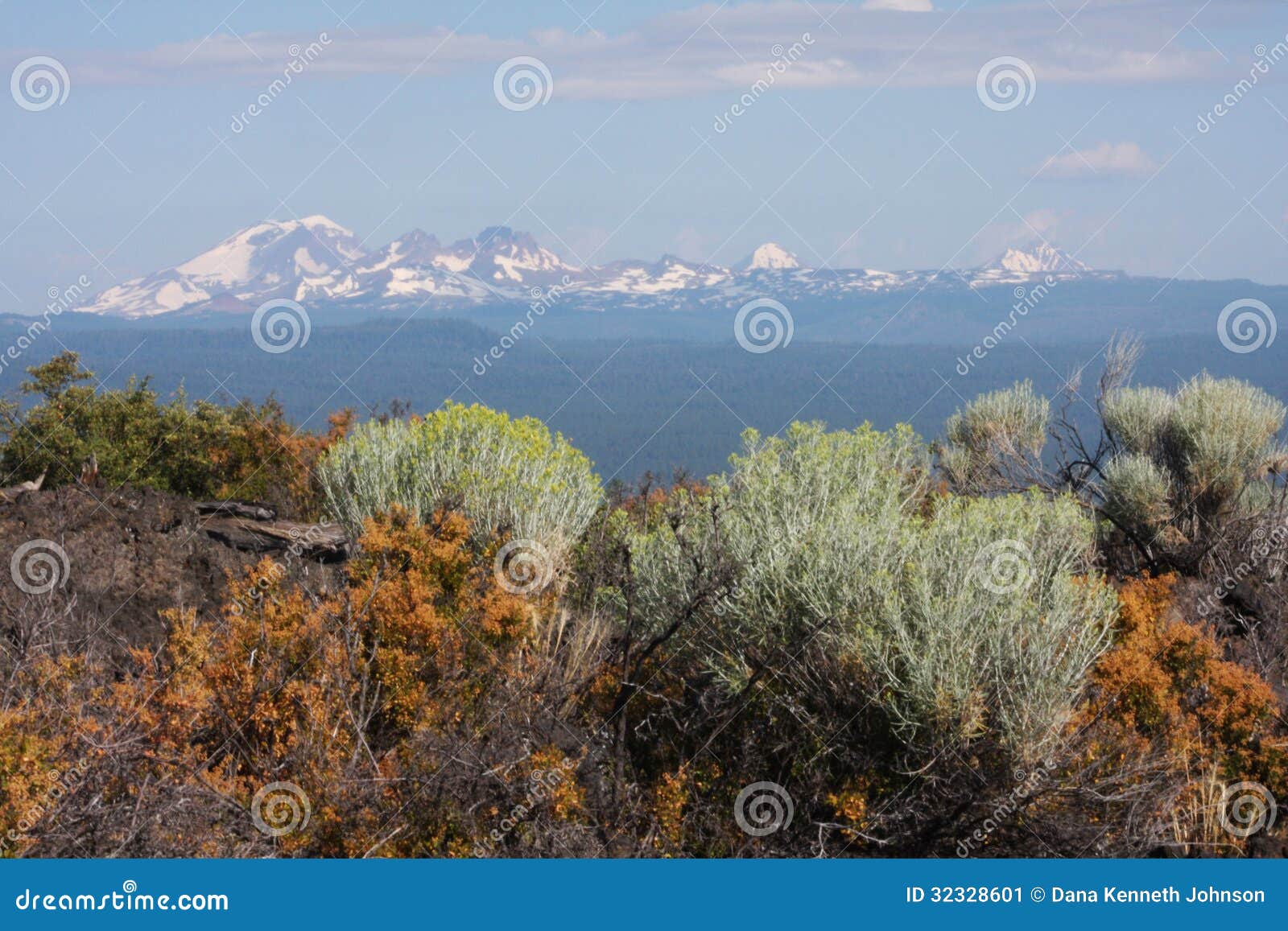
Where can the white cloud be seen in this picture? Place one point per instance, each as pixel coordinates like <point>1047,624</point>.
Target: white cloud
<point>720,49</point>
<point>902,6</point>
<point>1107,160</point>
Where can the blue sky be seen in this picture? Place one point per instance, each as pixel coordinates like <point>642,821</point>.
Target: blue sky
<point>873,147</point>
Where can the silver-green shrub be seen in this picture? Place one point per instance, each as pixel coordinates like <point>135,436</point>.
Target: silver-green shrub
<point>968,616</point>
<point>508,476</point>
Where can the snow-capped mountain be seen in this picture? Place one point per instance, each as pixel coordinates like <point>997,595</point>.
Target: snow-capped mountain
<point>770,257</point>
<point>1038,259</point>
<point>320,263</point>
<point>270,259</point>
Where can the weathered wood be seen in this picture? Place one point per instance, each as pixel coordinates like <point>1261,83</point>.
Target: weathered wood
<point>308,541</point>
<point>14,492</point>
<point>251,510</point>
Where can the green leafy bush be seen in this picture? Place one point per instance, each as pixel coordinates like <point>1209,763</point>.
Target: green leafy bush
<point>966,616</point>
<point>506,476</point>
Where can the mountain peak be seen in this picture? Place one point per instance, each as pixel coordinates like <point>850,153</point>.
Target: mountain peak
<point>320,222</point>
<point>1036,259</point>
<point>768,257</point>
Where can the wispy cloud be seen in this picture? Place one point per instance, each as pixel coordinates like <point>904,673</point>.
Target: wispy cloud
<point>901,6</point>
<point>1107,160</point>
<point>714,49</point>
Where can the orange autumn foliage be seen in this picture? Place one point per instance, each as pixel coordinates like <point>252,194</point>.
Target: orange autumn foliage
<point>353,697</point>
<point>1165,689</point>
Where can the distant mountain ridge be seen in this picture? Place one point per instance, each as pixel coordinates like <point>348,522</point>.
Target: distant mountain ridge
<point>320,263</point>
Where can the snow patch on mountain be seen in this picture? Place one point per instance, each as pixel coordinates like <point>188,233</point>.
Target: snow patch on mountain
<point>770,257</point>
<point>317,262</point>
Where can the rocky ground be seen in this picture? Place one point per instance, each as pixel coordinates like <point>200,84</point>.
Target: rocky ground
<point>113,560</point>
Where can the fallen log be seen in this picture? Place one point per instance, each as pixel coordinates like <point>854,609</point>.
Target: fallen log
<point>14,492</point>
<point>324,542</point>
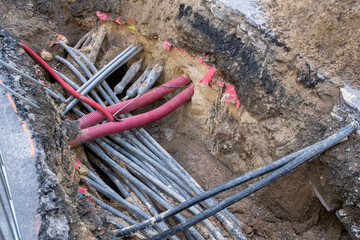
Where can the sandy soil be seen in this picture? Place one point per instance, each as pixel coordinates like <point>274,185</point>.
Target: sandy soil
<point>325,32</point>
<point>240,141</point>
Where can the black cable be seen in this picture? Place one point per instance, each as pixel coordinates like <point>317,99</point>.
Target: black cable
<point>325,144</point>
<point>232,183</point>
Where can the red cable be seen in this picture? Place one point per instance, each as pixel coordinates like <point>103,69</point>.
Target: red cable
<point>147,98</point>
<point>69,89</point>
<point>106,129</point>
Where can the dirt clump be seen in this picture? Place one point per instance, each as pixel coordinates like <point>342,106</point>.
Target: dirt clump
<point>287,101</point>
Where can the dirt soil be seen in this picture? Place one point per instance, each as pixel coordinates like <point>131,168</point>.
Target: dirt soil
<point>325,32</point>
<point>278,114</point>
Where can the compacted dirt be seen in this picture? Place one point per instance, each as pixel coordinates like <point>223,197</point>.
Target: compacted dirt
<point>215,141</point>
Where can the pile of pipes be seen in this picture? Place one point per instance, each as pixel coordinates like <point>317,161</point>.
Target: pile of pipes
<point>141,176</point>
<point>146,178</point>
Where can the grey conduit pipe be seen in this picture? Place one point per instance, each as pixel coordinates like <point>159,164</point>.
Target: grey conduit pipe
<point>81,77</point>
<point>54,95</point>
<point>125,174</point>
<point>102,74</point>
<point>161,185</point>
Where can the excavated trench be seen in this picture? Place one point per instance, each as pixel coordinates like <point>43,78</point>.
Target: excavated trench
<point>285,105</point>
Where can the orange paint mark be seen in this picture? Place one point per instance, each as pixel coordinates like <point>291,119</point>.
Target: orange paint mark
<point>12,102</point>
<point>32,145</point>
<point>10,99</point>
<point>38,225</point>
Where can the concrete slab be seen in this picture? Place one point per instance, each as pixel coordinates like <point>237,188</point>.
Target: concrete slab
<point>19,155</point>
<point>250,8</point>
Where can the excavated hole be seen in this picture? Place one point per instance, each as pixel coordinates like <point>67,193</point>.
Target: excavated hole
<point>287,209</point>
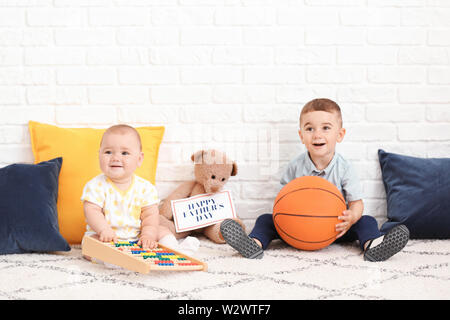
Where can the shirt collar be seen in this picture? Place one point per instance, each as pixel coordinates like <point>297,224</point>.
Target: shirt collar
<point>311,167</point>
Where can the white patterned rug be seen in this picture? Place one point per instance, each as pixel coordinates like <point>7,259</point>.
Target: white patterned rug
<point>420,271</point>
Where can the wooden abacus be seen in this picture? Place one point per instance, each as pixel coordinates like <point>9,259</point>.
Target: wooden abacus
<point>128,255</point>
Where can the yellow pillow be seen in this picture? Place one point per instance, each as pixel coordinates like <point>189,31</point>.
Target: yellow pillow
<point>79,149</point>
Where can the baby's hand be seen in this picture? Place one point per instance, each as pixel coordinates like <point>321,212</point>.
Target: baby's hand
<point>349,218</point>
<point>147,242</point>
<point>107,235</point>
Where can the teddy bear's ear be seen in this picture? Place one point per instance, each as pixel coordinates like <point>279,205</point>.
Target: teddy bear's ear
<point>234,170</point>
<point>197,156</point>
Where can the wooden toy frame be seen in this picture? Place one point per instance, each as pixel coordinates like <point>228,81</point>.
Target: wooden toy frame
<point>109,253</point>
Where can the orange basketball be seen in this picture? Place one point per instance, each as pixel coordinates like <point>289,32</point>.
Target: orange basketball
<point>305,212</point>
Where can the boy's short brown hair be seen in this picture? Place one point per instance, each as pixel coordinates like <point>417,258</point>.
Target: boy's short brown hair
<point>322,104</point>
<point>122,129</point>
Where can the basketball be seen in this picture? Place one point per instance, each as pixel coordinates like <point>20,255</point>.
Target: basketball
<point>306,211</point>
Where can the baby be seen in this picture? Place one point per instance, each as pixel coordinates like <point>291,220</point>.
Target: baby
<point>119,204</point>
<point>320,130</point>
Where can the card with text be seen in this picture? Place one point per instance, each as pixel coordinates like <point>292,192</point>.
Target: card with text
<point>202,210</point>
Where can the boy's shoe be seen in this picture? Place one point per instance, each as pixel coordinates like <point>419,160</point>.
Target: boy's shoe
<point>393,241</point>
<point>236,237</point>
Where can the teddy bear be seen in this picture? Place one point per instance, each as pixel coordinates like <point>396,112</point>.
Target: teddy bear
<point>212,169</point>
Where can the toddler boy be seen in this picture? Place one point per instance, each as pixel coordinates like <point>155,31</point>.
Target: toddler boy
<point>320,130</point>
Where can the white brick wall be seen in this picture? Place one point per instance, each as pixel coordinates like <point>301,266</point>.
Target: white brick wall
<point>231,74</point>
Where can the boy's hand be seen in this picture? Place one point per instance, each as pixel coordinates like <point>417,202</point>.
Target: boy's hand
<point>107,235</point>
<point>147,242</point>
<point>349,217</point>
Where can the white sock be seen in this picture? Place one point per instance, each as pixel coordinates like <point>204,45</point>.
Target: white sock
<point>169,241</point>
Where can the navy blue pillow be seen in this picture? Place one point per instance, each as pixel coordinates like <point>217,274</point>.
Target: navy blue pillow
<point>417,194</point>
<point>28,216</point>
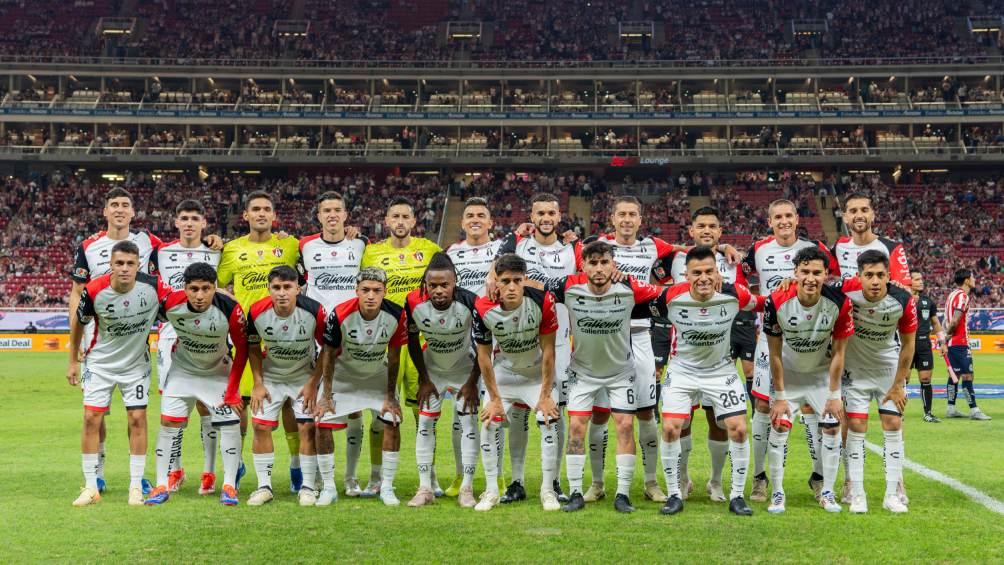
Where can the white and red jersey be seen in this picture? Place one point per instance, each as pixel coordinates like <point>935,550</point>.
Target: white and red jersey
<point>770,262</point>
<point>171,259</point>
<point>807,330</point>
<point>93,256</point>
<point>360,343</point>
<point>447,332</point>
<point>877,325</point>
<point>119,345</point>
<point>957,306</point>
<point>846,251</point>
<point>474,262</point>
<point>329,269</point>
<point>202,348</point>
<point>289,344</point>
<point>701,341</point>
<point>600,323</point>
<point>517,331</point>
<point>544,262</point>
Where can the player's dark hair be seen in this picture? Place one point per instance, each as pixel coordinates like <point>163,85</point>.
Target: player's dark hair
<point>961,275</point>
<point>809,254</point>
<point>856,196</point>
<point>625,199</point>
<point>544,197</point>
<point>126,247</point>
<point>255,195</point>
<point>476,201</point>
<point>700,253</point>
<point>282,273</point>
<point>191,205</point>
<point>199,272</point>
<point>117,192</point>
<point>871,257</point>
<point>707,211</point>
<point>597,247</point>
<point>510,262</point>
<point>401,201</point>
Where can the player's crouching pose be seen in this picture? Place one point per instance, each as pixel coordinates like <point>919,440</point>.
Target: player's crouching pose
<point>289,326</point>
<point>880,354</point>
<point>523,322</point>
<point>202,370</point>
<point>807,327</point>
<point>703,367</point>
<point>362,341</point>
<point>123,303</point>
<point>443,313</point>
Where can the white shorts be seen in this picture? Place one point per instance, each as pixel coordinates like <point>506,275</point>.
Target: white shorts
<point>682,393</point>
<point>280,391</point>
<point>519,390</point>
<point>562,357</point>
<point>615,393</point>
<point>860,386</point>
<point>183,391</point>
<point>167,337</point>
<point>763,385</point>
<point>97,389</point>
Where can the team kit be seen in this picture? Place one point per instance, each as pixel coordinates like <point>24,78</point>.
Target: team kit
<point>311,334</point>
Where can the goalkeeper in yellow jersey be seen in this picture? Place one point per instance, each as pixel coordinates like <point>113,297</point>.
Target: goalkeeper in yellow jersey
<point>405,259</point>
<point>246,262</point>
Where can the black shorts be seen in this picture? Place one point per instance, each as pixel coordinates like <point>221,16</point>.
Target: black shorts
<point>743,342</point>
<point>924,359</point>
<point>661,343</point>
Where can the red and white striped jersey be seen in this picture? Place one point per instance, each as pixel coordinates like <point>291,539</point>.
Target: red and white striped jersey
<point>958,305</point>
<point>289,344</point>
<point>119,345</point>
<point>600,323</point>
<point>517,331</point>
<point>171,259</point>
<point>447,332</point>
<point>360,343</point>
<point>701,341</point>
<point>93,255</point>
<point>846,252</point>
<point>202,348</point>
<point>807,330</point>
<point>874,346</point>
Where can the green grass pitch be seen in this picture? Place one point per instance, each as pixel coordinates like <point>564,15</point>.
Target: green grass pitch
<point>40,476</point>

• **Goal**: Please swap "pixel coordinates" for "pixel positions" throughout the items from the beginning up to and including the line holding "<point>873,147</point>", leaving everything else in those lines unchanged and the pictures out.

• **Response to this exercise**:
Where can the white cloud be seen in this picture? Place one point per instance, each as pixel positions like <point>1047,624</point>.
Target: white cloud
<point>720,49</point>
<point>902,6</point>
<point>1107,160</point>
Where can the blue sky be seen in this picture? Place one point per instance, each as pixel positions like <point>642,821</point>.
Target: blue sky
<point>873,147</point>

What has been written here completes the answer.